Agenda 04/11/2011 às 16:03

No Brasil, desrespeitar uma lei federal, mesmo o CDC, que é norma cogente, consubstanciada pelo manto constitucional, não é grave, não é nada demais, pois as empresas sabem que pagarão um preço muito pequeno por eventual desrespeito.

No Brasil, as empresas se acostumaram a cometer atos ilícitos. Elas violam leis federais diariamente, em plena luz do dia, e mas especificamente a lei 8.078/90, ou seja, nosso Código de Defesa do Consumidor.

O Código de Defesa do Consumidor é norma cogente, de aplicação imediata, expressamente prevista na CF, no seu artigo 5º, XXXII, portanto, norma revestida pelo manto constitucional e consubstanciada como direito fundamental da pessoa humana.

Violar uma lei desta grandeza não poderia nunca ficar impune e muito menos serem aplicada sanções irrisórias, que não representem um valor expressivo para os responsáveis.

» **Listagem de dados**:
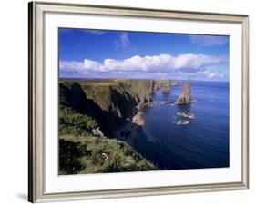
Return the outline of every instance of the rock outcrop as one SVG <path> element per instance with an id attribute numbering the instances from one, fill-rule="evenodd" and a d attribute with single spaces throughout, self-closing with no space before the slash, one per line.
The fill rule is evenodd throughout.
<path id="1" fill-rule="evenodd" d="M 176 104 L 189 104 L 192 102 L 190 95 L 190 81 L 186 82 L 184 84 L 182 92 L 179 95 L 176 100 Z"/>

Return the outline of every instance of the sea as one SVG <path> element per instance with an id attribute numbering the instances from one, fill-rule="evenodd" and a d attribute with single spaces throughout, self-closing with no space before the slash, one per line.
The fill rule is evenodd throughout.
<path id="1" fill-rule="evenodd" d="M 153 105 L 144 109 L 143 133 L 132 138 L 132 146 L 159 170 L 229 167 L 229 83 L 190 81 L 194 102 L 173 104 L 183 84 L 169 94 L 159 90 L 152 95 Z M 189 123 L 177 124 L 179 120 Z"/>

---

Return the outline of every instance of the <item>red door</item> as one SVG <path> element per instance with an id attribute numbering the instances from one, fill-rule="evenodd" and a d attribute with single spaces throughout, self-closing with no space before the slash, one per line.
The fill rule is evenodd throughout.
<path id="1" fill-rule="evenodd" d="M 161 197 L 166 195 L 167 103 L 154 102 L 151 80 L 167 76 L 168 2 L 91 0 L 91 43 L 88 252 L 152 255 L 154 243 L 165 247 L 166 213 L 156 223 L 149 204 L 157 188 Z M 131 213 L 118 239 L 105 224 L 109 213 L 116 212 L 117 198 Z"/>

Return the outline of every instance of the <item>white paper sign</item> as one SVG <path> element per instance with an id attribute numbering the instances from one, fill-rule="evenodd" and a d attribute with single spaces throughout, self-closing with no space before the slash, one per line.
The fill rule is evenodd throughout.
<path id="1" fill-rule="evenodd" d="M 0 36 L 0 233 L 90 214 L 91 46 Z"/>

» **EXERCÍCIO**: Continue, por favor, o texto sobre o desrespeito das empresas ao Código de Defesa do Consumidor a partir da última frase. Os itens foram retirados de outra fonte.

» **RESULTADO DO EXERCÍCIO**:
Mas na prática, infelizmente, não se observa nenhum respeito a nossas normas federais. A omissão do judiciário brasileiro é a causa determinante de tal fenômeno. O juiz no Brasil não consegue cumprir o seu papel fundamental, ou seja, mostrar a supremacia da norma. Os próprios brasileiros falam de nossas leis em tom jocoso, visto que somos o único país do mundo, que temos leis que "pegam" e outras que não.

Mesmo cientes do teor das normas do CDC, as empresas brasileiras estão habituadas a transgredi-lo! Tomo como exemplo, uma sustentação oral que fiz, em vão, aqui em Fortaleza, na 4ª turma recursal, processo nº 32.2009.920.159-5, em um recurso de uma funcionária que teve 3 meses de salários bloqueados por atos ilícitos cometidos pelo Banco do Brasil e a juíza de 1º grau, apesar de reconhecer os danos inequívocos, só condenou o Banco em R$2.000,00.

O Banco, neste caso concreto, cometeu uma série de atos ilícitos contra a Recorrente, que apenas desejava abrir uma simples conta salário. E ao invés disto, o Banco criou erroneamente contas correntes irregulares, que cobravam altas taxas, e acabaram por bloquear 3 meses e meio de salários da Recorrente após repetidos erros de sistemas!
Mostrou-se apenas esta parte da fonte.